- EXTRACT PROVIDED:
Percent Change = [(New median − Old median)/Old median] × 100
where “New median” refers to modeled output for a future decade and the “Old median” is from the 1990–1999 data.

8. GIS and Spatial Statistics

The NARCCAP outputs were processed and input into a geographic information system (GIS) for statistical analyses and visual representation. The averaged decadal median wind velocities were mapped by season and by whole decade, resulting in five maps for each of the four decades examined. Only selected maps are shown in this article.

- THE RECORDS:
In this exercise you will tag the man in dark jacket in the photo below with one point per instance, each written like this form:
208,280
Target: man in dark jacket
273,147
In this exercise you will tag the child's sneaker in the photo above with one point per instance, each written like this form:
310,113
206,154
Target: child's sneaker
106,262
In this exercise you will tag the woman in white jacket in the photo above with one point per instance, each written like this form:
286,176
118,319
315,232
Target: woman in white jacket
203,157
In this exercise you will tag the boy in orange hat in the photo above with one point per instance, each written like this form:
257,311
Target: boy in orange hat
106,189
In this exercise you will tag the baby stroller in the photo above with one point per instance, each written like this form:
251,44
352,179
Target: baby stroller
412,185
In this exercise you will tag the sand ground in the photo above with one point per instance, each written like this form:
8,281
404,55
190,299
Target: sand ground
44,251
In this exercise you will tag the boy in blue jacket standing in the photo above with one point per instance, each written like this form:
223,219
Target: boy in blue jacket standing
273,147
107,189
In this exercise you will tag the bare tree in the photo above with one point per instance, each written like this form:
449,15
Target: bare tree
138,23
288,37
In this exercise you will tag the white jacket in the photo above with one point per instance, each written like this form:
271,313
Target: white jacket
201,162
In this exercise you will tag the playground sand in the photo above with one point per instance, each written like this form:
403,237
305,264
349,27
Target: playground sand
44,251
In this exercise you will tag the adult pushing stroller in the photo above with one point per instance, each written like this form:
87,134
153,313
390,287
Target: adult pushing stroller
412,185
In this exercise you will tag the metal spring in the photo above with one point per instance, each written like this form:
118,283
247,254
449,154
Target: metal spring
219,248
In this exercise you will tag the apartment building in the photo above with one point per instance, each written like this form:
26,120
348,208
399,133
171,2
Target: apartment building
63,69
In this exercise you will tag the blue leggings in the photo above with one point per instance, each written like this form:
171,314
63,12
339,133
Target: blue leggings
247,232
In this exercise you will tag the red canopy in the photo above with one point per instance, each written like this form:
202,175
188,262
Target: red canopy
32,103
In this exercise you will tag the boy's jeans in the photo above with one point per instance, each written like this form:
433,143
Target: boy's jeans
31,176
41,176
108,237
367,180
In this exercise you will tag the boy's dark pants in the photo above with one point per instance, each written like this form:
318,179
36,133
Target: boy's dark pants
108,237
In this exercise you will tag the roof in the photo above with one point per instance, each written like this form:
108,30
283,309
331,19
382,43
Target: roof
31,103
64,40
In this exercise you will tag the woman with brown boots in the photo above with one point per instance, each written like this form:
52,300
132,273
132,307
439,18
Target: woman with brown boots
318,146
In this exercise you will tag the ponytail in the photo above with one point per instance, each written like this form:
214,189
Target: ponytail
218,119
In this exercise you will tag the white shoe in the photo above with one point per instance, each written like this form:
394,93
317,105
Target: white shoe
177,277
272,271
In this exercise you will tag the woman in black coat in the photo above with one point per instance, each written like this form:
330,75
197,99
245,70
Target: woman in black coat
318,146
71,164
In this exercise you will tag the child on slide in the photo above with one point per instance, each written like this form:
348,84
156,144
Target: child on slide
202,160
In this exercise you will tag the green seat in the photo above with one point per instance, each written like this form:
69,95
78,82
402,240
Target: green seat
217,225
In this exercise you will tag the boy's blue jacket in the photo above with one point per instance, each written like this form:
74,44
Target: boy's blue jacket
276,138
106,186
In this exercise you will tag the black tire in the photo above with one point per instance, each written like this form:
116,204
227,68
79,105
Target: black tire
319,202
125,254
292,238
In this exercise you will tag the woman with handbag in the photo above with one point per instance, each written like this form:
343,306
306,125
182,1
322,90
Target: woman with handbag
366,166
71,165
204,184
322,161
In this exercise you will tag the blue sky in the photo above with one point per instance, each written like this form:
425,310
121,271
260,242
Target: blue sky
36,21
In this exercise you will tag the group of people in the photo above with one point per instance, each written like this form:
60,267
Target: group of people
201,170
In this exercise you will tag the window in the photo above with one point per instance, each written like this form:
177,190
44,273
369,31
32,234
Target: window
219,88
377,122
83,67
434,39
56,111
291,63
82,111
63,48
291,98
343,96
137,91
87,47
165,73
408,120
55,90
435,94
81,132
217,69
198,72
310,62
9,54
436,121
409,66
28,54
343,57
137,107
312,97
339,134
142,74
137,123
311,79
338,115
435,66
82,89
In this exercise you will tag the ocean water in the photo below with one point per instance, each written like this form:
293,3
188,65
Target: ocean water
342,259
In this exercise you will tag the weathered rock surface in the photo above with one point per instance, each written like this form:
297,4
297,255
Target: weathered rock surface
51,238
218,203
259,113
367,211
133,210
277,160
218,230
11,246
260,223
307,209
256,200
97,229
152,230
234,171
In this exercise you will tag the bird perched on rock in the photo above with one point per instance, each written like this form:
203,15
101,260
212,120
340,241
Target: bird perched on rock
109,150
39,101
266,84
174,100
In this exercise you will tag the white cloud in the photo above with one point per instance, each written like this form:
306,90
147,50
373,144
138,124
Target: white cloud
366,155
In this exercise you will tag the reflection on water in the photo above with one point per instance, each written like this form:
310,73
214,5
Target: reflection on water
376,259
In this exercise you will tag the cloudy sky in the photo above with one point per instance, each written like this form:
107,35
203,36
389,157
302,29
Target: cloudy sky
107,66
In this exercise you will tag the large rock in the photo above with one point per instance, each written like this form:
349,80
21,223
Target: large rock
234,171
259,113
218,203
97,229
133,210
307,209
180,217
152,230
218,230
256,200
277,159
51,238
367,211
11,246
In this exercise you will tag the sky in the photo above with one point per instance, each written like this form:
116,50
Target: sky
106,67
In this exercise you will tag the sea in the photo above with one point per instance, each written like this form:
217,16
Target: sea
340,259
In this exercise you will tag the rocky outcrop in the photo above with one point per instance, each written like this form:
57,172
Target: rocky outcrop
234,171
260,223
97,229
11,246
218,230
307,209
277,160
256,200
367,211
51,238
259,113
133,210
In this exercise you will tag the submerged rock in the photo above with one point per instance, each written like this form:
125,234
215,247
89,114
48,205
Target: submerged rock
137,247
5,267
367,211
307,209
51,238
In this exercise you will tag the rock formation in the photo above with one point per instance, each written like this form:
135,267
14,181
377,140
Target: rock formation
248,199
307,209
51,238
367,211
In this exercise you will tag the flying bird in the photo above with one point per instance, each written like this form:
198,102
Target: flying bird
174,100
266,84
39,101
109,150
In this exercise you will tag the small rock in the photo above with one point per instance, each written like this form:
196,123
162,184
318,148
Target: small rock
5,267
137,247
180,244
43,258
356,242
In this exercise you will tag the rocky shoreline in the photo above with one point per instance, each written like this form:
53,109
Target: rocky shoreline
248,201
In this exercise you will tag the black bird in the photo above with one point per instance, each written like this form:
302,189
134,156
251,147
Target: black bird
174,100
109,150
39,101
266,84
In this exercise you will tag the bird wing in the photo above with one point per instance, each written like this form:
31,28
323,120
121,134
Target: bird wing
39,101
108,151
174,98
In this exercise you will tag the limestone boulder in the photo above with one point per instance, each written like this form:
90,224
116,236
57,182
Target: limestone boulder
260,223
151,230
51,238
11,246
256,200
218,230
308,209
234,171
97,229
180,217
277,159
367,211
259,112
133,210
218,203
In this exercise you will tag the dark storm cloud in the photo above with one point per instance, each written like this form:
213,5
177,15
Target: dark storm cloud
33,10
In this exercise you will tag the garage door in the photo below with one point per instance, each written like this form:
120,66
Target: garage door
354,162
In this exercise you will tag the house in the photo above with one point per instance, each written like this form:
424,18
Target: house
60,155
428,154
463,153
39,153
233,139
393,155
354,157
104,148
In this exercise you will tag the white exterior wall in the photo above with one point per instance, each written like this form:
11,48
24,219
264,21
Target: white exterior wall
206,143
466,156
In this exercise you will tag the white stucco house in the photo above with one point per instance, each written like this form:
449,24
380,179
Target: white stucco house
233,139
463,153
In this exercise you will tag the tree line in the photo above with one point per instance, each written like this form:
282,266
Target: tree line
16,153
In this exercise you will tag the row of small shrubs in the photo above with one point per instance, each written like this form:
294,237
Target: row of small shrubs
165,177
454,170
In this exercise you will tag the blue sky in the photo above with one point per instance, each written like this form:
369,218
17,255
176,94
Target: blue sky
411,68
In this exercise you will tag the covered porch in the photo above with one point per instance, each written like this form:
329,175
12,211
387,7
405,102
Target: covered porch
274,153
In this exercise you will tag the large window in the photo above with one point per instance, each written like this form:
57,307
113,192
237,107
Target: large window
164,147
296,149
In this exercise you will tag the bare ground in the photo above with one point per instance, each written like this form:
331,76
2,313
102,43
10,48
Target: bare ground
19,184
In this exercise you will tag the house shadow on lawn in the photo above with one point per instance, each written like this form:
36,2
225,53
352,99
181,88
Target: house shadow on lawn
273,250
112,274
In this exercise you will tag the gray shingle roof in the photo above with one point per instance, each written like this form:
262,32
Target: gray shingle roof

- REQUEST A: Please find every line in the records that contains the word "metal" and copy those lines out. Case counts.
- REQUEST B: Continue the passage on mapping decadal median wind velocities, starting after its final sentence.

- ANSWER A:
In this exercise you will tag the metal spring in the photo above with one point per instance, each written like this form:
Target: metal spring

- ANSWER B:
We used kriging as a method to facilitate the ease of interpretation of our maps. In recent decades, kriging has become a fundamental tool in geostatistics. There are three main theoretical assumptions within kriging: (1) first-order stationarity, in which the mean is constant over space with the study domain; (2) second-order stationarity, where covariance depends only on distance and direction apart, not locations; and (3) the distribution of the data are normally distributed ([43], p. 119). Assumptions (1) and (2) were satisfied via using standard geospatial techniques. Normality (3) was assessed via Figure 6. Figure 6 displays the averaged median wind velocity value for all 228 grid points in the study domain for 1999; the distribution is not normal. We applied several data transformations, but none improved the distribution in a useful way nor markedly changed our power calculations. Our experience shows non-normality to be common in wind data from Oklahoma and elsewhere, and geospatial analysis has been used in many other wind applications. Although we recognize this may introduce some bias into the analysis, kriging is nevertheless appropriate for the visual map interpolation of the grid point data.
Figure 6. 1999 NARCCAP simulated 3-h averaged wind velocities at 10 m over all 228 grid points.
Figure 6. 1999 NARCCAP simulated 3-h averaged wind velocities at 10 m over all 228 grid points.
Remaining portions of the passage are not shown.